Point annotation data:
---+---
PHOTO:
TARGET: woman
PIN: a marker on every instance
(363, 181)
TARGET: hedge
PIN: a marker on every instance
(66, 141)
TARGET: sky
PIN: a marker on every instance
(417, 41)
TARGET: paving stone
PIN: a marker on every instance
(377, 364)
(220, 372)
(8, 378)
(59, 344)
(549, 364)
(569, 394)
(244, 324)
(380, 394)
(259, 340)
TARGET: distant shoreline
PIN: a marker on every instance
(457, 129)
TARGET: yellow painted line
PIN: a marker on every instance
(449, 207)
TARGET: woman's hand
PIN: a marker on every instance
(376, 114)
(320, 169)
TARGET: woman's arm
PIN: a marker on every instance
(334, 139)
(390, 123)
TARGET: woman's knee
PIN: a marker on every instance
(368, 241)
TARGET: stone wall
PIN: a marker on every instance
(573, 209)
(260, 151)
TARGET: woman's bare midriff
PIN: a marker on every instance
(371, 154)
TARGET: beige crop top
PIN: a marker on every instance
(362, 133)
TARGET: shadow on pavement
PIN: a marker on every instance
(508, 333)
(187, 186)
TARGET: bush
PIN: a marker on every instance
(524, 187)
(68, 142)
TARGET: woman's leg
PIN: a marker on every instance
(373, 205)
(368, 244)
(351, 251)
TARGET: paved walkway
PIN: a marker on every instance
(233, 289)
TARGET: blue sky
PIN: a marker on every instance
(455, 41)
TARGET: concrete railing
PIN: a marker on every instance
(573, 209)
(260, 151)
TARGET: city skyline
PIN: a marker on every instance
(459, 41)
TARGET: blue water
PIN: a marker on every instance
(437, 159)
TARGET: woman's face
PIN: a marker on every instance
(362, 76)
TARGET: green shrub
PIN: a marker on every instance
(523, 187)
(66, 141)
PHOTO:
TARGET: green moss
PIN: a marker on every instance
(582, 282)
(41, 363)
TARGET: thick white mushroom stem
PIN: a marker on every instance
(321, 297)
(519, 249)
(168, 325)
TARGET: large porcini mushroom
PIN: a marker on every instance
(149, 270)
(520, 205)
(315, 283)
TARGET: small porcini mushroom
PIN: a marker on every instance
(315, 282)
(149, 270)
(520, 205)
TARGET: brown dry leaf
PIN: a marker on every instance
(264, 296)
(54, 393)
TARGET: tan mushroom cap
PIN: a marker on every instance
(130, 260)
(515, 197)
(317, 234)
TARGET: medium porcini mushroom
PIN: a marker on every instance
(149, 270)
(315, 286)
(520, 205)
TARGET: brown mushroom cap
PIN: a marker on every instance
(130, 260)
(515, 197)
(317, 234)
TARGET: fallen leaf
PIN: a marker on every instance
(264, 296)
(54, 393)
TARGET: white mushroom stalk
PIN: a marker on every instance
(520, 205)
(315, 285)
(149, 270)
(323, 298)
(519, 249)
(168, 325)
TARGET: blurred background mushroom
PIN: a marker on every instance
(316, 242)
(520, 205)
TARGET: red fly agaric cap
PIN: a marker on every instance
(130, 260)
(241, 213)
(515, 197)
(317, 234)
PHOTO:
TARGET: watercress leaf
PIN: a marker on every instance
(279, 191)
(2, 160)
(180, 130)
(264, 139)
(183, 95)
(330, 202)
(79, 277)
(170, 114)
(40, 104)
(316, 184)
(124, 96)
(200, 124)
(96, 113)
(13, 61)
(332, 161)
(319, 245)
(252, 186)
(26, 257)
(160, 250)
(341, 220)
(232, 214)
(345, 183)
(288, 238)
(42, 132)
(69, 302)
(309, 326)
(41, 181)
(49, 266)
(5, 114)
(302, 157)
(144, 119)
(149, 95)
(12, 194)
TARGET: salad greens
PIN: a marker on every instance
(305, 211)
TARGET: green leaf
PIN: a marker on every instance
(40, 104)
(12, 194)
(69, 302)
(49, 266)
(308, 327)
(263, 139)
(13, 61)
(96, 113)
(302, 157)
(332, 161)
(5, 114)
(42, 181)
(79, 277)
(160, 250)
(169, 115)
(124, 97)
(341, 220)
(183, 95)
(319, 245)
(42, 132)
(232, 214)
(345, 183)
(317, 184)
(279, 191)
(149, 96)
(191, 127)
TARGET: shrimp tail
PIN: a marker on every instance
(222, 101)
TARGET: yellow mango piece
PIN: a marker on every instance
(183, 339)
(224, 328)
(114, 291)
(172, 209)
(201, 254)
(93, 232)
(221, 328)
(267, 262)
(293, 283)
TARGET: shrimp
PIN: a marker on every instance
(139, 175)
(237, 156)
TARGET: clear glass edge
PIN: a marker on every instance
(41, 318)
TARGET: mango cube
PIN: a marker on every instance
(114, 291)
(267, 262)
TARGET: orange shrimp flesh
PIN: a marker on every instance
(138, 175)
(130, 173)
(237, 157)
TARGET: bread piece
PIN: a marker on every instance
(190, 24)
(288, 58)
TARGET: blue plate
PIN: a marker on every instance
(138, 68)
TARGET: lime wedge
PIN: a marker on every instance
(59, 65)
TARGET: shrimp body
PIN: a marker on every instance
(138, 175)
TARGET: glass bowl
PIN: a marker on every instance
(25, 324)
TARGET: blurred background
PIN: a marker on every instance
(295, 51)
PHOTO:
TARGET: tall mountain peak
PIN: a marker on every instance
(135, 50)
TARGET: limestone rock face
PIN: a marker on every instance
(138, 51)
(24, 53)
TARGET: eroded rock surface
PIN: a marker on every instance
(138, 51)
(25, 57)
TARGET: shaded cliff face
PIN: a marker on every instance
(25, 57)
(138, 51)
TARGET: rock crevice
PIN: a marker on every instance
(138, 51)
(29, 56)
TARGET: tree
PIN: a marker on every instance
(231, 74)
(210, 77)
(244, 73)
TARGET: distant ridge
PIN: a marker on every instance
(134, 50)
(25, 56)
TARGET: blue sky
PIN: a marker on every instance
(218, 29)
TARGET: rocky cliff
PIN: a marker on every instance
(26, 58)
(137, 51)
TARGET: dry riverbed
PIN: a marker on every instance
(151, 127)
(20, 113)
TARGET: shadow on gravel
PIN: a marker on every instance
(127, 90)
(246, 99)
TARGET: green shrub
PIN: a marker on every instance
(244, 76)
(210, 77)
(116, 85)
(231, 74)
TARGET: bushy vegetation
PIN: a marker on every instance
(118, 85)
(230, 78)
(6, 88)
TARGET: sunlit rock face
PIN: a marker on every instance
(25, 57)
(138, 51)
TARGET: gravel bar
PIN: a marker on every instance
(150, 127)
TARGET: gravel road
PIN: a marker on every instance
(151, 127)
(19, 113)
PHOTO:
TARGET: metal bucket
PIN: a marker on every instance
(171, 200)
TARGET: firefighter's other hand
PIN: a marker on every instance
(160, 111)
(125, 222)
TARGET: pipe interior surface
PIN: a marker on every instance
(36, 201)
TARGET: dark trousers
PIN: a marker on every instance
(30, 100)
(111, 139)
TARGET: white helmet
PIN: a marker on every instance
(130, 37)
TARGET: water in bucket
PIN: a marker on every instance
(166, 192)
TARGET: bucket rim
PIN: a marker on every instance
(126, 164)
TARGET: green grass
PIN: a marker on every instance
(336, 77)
---+---
== Set task ==
Starting with the line that contains "TARGET: green grass" and going on through the end of the data, rewrite every line. Multiply each point coordinate by 0.85 and round it to the nearest whole number, with halves rounded up.

== Completed task ==
TARGET: green grass
PIN: a marker on every instance
(286, 65)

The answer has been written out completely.